What you need to do: Set down all the records below, word for word.

Referring expression data:
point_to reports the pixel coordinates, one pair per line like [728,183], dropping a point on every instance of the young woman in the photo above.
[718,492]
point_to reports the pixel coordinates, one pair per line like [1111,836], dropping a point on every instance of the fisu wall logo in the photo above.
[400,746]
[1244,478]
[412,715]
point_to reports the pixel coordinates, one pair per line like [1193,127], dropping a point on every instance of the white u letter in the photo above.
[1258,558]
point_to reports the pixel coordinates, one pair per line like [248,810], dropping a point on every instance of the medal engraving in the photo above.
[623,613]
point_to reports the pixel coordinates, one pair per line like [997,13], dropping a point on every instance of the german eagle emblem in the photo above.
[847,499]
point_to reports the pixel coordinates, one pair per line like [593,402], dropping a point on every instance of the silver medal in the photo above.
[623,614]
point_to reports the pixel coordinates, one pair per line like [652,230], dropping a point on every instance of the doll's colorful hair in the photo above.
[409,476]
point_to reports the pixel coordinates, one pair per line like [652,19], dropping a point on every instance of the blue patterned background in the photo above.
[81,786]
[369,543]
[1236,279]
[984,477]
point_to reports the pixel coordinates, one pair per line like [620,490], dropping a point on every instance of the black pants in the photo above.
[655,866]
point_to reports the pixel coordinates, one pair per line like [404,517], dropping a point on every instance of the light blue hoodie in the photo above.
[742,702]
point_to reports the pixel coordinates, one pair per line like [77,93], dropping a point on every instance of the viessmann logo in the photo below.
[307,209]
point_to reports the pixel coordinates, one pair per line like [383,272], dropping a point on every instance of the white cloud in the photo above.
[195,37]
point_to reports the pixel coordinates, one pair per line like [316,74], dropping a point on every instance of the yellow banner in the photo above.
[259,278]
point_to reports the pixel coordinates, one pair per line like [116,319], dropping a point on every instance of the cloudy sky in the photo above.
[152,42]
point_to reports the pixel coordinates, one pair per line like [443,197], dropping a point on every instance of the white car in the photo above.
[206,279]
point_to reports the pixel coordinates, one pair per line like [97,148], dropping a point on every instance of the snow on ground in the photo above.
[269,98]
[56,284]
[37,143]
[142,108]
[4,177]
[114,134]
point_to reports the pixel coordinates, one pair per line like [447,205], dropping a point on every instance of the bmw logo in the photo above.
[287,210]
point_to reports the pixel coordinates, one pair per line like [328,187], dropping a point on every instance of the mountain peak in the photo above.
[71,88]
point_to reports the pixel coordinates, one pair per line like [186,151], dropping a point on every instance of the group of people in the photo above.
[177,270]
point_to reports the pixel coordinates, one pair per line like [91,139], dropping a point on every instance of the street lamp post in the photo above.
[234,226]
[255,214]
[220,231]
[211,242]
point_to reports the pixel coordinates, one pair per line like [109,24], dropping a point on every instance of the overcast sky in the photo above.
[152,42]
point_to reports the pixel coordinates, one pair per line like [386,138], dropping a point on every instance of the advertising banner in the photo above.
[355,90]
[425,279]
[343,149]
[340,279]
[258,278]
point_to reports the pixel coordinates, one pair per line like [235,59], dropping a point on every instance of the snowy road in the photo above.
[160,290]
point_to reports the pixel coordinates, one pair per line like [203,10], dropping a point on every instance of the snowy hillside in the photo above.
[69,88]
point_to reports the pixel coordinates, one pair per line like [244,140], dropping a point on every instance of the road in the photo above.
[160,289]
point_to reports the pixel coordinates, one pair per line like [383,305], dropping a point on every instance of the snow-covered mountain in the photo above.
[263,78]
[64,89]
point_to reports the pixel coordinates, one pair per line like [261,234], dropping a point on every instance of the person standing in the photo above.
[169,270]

Answer for the task:
point_to reports the pixel coordinates, one pair per line like [728,183], dropping a point on every instance of the young woman in the photo above.
[718,492]
point_to reports the pixel coordinates, one pair per line like [1111,836], dropping a point on every instance of the fisu wall logo in the photo above.
[400,746]
[1244,478]
[412,715]
point_to reports the pixel coordinates, one pair per line like [1193,127], dropping a point on every instance of the white u letter in the photo above.
[1258,558]
point_to reports the pixel coordinates, one pair per line like [248,810], dropping a point on every instance of the medal engraving in the photo above.
[623,613]
point_to reports the pixel coordinates, one pair per line like [997,13], dropping a point on every instance of the german eagle emblem in the photo above.
[847,499]
point_to reports the pixel coordinates, one pair per line like [593,402], dropping a point on every instance of the silver medal in the photo above.
[623,614]
point_to reports the pixel coordinates, one pair per line like [652,230], dropping a point on every instance of the doll's colorful hair in the photo above.
[409,476]
point_to reports the pixel coordinates, one pair per line like [652,19], dropping a point on every instance of the blue patterned background in the photo above.
[81,786]
[369,543]
[1236,279]
[984,477]
point_to reports the pixel coordinates, one pair per line like [620,490], dropping a point on every instance of the black pants in the photo above.
[655,866]
point_to reports the pixel coordinates, one pair per line like [404,517], dropping a point on every instance of the light blue hoodie in the photo above.
[742,702]
point_to reports the pixel coordinates, one pair per line like [77,93], dropping a point on every instance of the viessmann logo in the photo below.
[307,209]
point_to reports the pixel coordinates, one pair per line like [383,272], dropping a point on every instance of the white cloud in the photo above.
[195,37]
point_to reports the pixel coordinates, one pair per line like [316,74], dropping a point on every instance of the yellow banner in the photo above.
[259,278]
point_to reports the pixel coordinates, one pair per line like [116,319], dropping a point on every instance of the cloudy sky in the photo above.
[152,42]
point_to reports the pixel coordinates, one pair per line like [443,197], dropping a point on every instance of the white car in the photo above.
[206,279]
point_to reports the pixel coordinates, one pair per line like [97,148], dropping a point on every instance of the snow on ground in the photo above.
[269,98]
[56,284]
[37,143]
[142,108]
[4,177]
[114,134]
point_to reports the pixel coordinates, one pair per line like [447,205], dropping a point on every instance of the bmw logo in the photo above.
[287,210]
point_to reports the pixel coordinates, one pair per line like [328,187], dropping a point on every instance of the mountain peak in the photo above.
[71,88]
point_to reports the pixel coordinates, one pair per line like [186,151], dropping a point on every instance of the group of people in the photo above.
[177,270]
point_to reports the pixel coordinates, one pair per line like [91,139], dropping a point on every instance of the street lamp post in the photo above.
[234,226]
[255,214]
[220,231]
[211,242]
point_to reports the pixel coordinates, one pair per line like [109,24], dropping a point on every instance of the overcast sky in the photo above.
[152,42]
point_to reports the pixel coordinates, one pair per line like [386,138], dropping a point on every instance of the advertising banner in the photo above.
[355,90]
[425,279]
[343,149]
[340,279]
[258,278]
point_to reports the pixel coordinates, one pair per line like [235,59], dropping a point on every instance of the snowy road in the photo above.
[160,290]
point_to reports the pixel coordinates, one pair per line like [203,10], dropping a point on every instance of the snowy hillside in the photo above.
[69,88]
point_to reports the pixel coordinates, one pair per line like [244,140], dropping a point on every instance of the road in the photo above.
[160,289]
point_to reports the pixel coordinates, one pair per line like [383,305], dropping a point on every instance of the snow-covered mountain in the photo above.
[263,78]
[64,89]
point_to reports the pixel coordinates, one pair per line like [261,234], dropping a point on every instance of the person standing in the photo above.
[169,270]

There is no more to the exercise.